# JOB:
Give every line of the rows below as a JSON list of strings, one string per line, with blank lines left out. Leave the pictures out of the list.

# RECORD SET:
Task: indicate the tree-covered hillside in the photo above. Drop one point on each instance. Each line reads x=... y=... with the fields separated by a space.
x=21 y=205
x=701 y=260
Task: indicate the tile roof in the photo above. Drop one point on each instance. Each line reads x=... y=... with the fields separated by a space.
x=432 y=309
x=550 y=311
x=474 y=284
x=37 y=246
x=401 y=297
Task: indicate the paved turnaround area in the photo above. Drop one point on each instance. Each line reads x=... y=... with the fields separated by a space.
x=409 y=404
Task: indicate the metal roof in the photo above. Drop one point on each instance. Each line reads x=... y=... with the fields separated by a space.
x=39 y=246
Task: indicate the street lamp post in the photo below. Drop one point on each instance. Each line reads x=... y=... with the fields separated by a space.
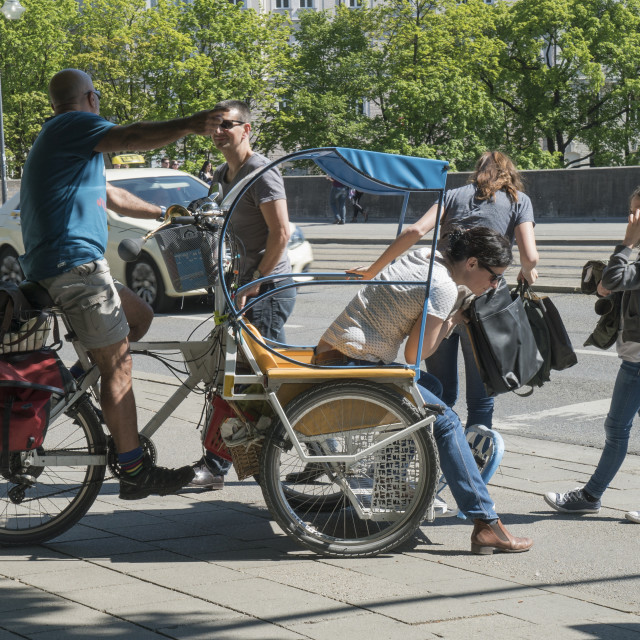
x=12 y=10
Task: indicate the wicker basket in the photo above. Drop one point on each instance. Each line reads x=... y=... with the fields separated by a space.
x=191 y=256
x=246 y=458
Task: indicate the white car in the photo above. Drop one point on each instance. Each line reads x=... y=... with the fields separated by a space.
x=148 y=275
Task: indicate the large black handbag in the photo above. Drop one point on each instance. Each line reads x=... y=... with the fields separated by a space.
x=504 y=345
x=561 y=353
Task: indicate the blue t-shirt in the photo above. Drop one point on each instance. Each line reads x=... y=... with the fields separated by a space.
x=63 y=196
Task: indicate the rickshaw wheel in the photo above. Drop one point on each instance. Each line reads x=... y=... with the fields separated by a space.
x=356 y=509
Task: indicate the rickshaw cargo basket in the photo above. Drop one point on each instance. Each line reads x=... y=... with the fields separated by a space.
x=191 y=256
x=28 y=332
x=246 y=457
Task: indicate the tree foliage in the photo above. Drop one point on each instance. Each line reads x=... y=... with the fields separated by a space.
x=436 y=78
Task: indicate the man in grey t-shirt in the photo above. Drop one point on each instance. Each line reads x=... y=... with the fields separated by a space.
x=260 y=223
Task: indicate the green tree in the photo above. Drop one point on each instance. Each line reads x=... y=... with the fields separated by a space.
x=178 y=58
x=326 y=82
x=430 y=99
x=32 y=50
x=569 y=73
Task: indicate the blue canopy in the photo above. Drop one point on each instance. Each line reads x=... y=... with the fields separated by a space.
x=368 y=171
x=374 y=172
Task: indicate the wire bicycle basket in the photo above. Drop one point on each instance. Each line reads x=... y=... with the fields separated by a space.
x=191 y=256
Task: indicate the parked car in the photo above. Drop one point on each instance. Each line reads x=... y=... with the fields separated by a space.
x=148 y=275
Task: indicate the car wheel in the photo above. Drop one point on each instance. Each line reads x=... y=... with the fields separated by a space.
x=10 y=270
x=144 y=279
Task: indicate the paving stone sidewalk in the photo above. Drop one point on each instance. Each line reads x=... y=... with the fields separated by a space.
x=212 y=565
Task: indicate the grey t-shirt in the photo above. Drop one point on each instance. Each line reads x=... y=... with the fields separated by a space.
x=378 y=319
x=462 y=209
x=247 y=222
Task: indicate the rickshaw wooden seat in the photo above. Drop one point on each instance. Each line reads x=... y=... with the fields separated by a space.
x=279 y=369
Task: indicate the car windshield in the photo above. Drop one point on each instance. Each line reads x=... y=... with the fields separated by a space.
x=164 y=190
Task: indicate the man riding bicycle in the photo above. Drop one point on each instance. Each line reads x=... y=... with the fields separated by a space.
x=64 y=196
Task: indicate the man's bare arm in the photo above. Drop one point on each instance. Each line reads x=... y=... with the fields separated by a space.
x=142 y=136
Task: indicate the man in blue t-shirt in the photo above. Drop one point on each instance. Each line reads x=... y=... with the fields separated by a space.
x=64 y=196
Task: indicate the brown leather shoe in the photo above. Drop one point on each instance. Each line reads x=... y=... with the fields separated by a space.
x=486 y=538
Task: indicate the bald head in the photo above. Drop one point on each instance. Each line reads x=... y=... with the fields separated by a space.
x=68 y=90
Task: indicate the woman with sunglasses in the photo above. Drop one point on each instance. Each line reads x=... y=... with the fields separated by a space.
x=381 y=316
x=493 y=198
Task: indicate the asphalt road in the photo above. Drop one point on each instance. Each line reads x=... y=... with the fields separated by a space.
x=570 y=408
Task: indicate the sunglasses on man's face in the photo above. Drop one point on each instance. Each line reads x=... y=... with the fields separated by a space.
x=228 y=124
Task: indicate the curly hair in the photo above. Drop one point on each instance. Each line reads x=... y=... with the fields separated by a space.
x=495 y=171
x=485 y=244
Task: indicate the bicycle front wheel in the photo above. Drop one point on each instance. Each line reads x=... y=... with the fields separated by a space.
x=343 y=509
x=38 y=503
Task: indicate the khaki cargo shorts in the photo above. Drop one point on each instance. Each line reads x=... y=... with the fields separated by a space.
x=89 y=297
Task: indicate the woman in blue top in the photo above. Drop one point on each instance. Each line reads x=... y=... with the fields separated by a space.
x=494 y=199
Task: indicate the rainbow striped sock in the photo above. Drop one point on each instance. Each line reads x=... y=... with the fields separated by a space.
x=131 y=461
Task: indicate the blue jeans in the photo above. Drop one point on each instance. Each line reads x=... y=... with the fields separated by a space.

# WORKED SOLUTION:
[
  "Task: indicate the tree-covered hillside in the photo above. Drop one point on each instance. Each line reads x=... y=... with the fields separated by a space.",
  "x=21 y=205",
  "x=701 y=260",
  "Task: indicate the tile roof in the photo above. Drop one point on each instance. Each line reads x=... y=... with the fields separated by a space.",
  "x=432 y=309",
  "x=550 y=311",
  "x=474 y=284",
  "x=37 y=246",
  "x=401 y=297",
  "Task: indicate the paved turnaround area in the photo above. Drop one point on each instance. Each line reads x=... y=... with the fields separated by a space.",
  "x=409 y=404",
  "Task: indicate the metal roof in the photo above. Drop one point on each instance. Each line reads x=... y=... with the fields separated by a space.",
  "x=39 y=246",
  "Task: indicate the street lamp post in the photo below. Drop one point on each instance. Each line reads x=... y=... with the fields separated by a space.",
  "x=12 y=10",
  "Task: indicate the wicker basket in the photo above. Drop one point on each instance. Each line reads x=... y=... with the fields separated by a space.",
  "x=191 y=256",
  "x=246 y=458",
  "Task: indicate the white car in the photo above. Drop one point on each instance. Each line reads x=... y=... with the fields separated by a space.",
  "x=148 y=275",
  "Task: indicate the large black handbag in the photo above. Drop one point on each instance. Each line reads x=... y=... with the fields separated by a space.",
  "x=504 y=345",
  "x=561 y=353",
  "Task: indicate the blue t-shirt in the photo above. Drop one point on each instance. Each line reads x=... y=... with the fields separated by a space.",
  "x=63 y=196",
  "Task: indicate the rickshaw wheel in the photo above. Drop one point on each instance. Each line reads x=... y=... with the fields separated by a space.",
  "x=356 y=509",
  "Task: indicate the rickshaw cargo basket in the photo above. Drop one point on each instance. Each line reads x=... y=... with the fields separated by a space.",
  "x=191 y=256",
  "x=28 y=332",
  "x=246 y=457",
  "Task: indicate the tree foliage in the photo above. Drop one point on each instance. Each line reads x=... y=... with the fields separated by a space.",
  "x=436 y=78",
  "Task: indicate the man in grey t-shirt in the photo above. Drop one point on each instance. Each line reads x=... y=... with the fields separated by a space.",
  "x=260 y=223",
  "Task: indicate the green tree in the photo above. Drop one point on each instance. Each line reads x=... y=... with the fields separated by a space.",
  "x=178 y=58",
  "x=326 y=82",
  "x=430 y=99",
  "x=32 y=50",
  "x=569 y=73",
  "Task: indicate the blue canopy in the photo above. Drop one point on each instance. Each line reads x=... y=... with the fields separated by a space.",
  "x=368 y=171",
  "x=374 y=172",
  "Task: indicate the wire bicycle basket in the photo above. Drop one point on each instance. Each line reads x=... y=... with the fields separated by a space.",
  "x=191 y=256",
  "Task: indicate the parked car in the photo above. Drop one point on each instance. Each line reads x=... y=... with the fields separated by a space.",
  "x=148 y=275",
  "Task: indicate the car wheel in the photo above. Drop one point on each instance. Each line reads x=... y=... with the fields separated by a space.",
  "x=10 y=270",
  "x=144 y=279",
  "Task: indicate the paving stone sidewalk in the photo above. Drop one point on each instance. Each line reads x=... y=... with the fields separated by a space.",
  "x=212 y=565",
  "Task: indicate the grey t-shirt in the photo above. Drop one point on each instance. Each line reads x=... y=... with the fields separated by a space.",
  "x=378 y=319",
  "x=462 y=209",
  "x=247 y=222",
  "Task: indicate the rickshaw wooden seat in the photo above. Drop one point on each instance. Each line reads x=... y=... with the fields separated by a space.",
  "x=279 y=369",
  "Task: indicate the car windshield in the photo above. Drop one point on each instance. Each line reads x=... y=... with the fields separated by a space.",
  "x=164 y=190",
  "Task: indicate the man riding bicycle in the photo above. Drop one point on each instance. Each line reads x=... y=... with the fields separated by a space.",
  "x=64 y=196",
  "Task: indicate the man's bare arm in the photo above. Drop one point on each instance. Each line reads x=... y=... with the fields separated by a space.",
  "x=142 y=136",
  "Task: indicate the man in blue t-shirt in the photo above. Drop one point on each instance. Each line reads x=... y=... with the fields separated by a space.",
  "x=64 y=196",
  "Task: indicate the brown leather shoe in the photo above. Drop one point on each instance. Each line reads x=... y=... with the fields separated by a space.",
  "x=486 y=538",
  "Task: indicate the bald head in the photo above. Drop one point on each instance. Each line reads x=... y=... with the fields separated by a space.",
  "x=68 y=90",
  "Task: indicate the woman with sunglasses in the photo above. Drop one point on each instance. Each line reads x=... y=... with the fields separated by a space.",
  "x=381 y=316",
  "x=493 y=198",
  "Task: indicate the asphalt road in the photo above. Drop one point on each instance. Each line reads x=... y=... with the fields separated by a space.",
  "x=570 y=408",
  "Task: indicate the sunglasses on man's face in the photo above. Drop one point on each instance. Each line reads x=... y=... with the fields separated by a space.",
  "x=228 y=124",
  "Task: indicate the curly hair in the photo above. Drop one point on each instance. Each line reads x=... y=... with the fields separated by a space.",
  "x=495 y=171",
  "x=485 y=244",
  "Task: indicate the bicycle front wheel in the photo above. Drop one point on each instance. Each line reads x=... y=... with the fields separated by a space.",
  "x=343 y=509",
  "x=38 y=503",
  "Task: indicate the khaki cargo shorts in the photo above. Drop one point on each instance. Each line reads x=... y=... with the fields separated by a space.",
  "x=89 y=297",
  "Task: indicate the woman in blue top in the photo above. Drop one point on each instance. Each line reads x=... y=... with the fields separated by a space.",
  "x=494 y=199",
  "Task: indicate the rainbow striped sock in the photo above. Drop one point on each instance. Each line reads x=... y=... with the fields separated by a space.",
  "x=131 y=461",
  "Task: indicate the blue jeans in the photo above. Drop one point on each instance. Each line reads x=... y=... with the fields separated by a space."
]